▶ [Enunciado]: Transcribe sin cambios el fragmento del texto sobre la poesía de Smith que va de "Salgo a mirar" a "e indulgente fortaleza.".

Salgo a mirar el arduo vino

sonsacado y ligero de la nada.

Mis tesoros acampan a mi lado,

parcos entre la luz pulida como cuerno

de adorno e indulgente fortaleza.   

Sus «tesoros» son cada poema como una joya, sonsacada y ligera, como ganancia de la nada, cuidados por un acento preciso de versos semilibres, o redondeados por la métrica hispánica. Ni palabras altisonantes ni rupturas asombrosas de sentido o de sistema expresivo, porque Smith trabajó con serenidad cada palabra, sabía de su valor rítmico, de la vibración que ella entraña cuando ayuda a formar el poema. Así la palabra en cada texto es enlace y colaboración para el fin elocuente.  Rara vez escapaba de su aprehensión sutil de la circunstancia (la naturaleza y el ambiente del hogar) con alguna frase metapoética, o una reflexión («Existo si es sed el existir», de «Nombrar»), pero se advierte que cuando Smith observaba lo externo a sí mismo, en verdad interiorizaba: «¡Oh vida para hundir el rostro / como en heno fresco!»… («VIII. Espíritu», de Estos barrios). En «IX. (Final)» trabajó con limpieza y belleza creativa al sonetillo, lo que deja ver que el poeta estaba atento a la forma, al embace textual, mientras advertía la espiritualidad del día sosegado, de un domingo meditativo.

▶ [Registros]:
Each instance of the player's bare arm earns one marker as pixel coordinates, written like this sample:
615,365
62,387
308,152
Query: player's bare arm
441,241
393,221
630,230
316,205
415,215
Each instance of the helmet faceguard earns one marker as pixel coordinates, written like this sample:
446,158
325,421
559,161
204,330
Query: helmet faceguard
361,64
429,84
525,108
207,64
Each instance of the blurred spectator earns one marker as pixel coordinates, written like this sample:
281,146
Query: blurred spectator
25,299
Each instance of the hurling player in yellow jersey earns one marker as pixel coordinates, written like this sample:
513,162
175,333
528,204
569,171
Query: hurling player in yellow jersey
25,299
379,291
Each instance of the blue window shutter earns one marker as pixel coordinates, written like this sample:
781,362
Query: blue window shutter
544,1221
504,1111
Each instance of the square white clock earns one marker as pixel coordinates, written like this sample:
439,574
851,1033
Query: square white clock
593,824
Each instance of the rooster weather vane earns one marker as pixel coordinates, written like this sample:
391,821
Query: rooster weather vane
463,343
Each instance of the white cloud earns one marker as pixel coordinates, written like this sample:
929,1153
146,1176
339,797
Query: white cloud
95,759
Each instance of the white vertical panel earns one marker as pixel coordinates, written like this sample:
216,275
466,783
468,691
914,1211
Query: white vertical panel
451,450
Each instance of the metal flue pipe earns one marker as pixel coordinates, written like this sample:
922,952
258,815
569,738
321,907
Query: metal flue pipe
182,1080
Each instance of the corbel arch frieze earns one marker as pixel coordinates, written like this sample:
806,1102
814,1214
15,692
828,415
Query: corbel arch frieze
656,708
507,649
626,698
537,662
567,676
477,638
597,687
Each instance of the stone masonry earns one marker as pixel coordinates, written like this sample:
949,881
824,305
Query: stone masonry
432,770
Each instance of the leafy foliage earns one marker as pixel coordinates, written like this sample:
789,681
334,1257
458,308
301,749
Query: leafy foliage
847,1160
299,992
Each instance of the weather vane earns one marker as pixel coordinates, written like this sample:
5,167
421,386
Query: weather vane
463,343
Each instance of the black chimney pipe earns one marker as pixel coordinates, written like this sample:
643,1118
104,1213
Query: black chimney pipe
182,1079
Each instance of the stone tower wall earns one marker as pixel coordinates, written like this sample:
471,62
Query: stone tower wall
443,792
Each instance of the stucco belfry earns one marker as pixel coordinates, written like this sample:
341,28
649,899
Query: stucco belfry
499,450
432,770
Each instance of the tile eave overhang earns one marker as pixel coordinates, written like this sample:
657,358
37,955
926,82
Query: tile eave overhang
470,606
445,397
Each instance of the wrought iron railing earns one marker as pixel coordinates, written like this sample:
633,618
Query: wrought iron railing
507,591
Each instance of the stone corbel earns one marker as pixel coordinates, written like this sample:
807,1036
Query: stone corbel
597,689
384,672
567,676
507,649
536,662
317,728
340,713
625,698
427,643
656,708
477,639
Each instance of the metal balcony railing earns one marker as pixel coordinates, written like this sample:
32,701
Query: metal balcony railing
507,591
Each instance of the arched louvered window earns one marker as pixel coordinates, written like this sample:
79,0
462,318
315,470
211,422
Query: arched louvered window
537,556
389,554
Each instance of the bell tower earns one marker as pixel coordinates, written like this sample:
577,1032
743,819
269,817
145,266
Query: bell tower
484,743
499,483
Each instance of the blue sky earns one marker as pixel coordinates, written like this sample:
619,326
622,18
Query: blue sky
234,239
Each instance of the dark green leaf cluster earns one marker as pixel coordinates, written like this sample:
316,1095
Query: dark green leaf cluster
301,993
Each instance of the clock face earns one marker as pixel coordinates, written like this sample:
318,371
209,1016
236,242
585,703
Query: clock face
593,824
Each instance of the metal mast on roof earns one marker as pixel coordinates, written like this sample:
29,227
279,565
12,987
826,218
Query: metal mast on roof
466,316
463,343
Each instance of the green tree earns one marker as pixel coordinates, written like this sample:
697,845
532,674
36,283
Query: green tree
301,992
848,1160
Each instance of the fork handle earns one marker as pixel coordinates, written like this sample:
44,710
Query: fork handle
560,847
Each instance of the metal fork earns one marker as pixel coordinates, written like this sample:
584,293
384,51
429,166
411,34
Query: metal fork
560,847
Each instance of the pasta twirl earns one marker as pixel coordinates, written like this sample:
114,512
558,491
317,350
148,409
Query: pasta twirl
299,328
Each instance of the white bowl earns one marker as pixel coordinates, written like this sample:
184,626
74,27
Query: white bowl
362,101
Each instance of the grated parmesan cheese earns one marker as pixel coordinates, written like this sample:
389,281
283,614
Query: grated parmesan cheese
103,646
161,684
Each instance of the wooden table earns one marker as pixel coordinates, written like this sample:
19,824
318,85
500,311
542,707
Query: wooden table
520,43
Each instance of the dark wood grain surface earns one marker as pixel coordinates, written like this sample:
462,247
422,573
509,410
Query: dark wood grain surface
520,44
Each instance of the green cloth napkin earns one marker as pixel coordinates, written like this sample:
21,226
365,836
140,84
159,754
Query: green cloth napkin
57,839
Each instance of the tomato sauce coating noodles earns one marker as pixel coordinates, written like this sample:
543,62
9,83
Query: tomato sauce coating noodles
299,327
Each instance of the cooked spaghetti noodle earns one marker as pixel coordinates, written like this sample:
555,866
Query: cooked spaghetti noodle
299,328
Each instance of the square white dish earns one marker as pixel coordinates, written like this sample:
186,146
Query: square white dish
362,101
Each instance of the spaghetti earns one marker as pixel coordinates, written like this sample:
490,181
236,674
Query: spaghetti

▶ [Resultado]:
Salgo a mirar el arduo vino

sonsacado y ligero de la nada.

Mis tesoros acampan a mi lado,

parcos entre la luz pulida como cuerno

de adorno e indulgente fortaleza.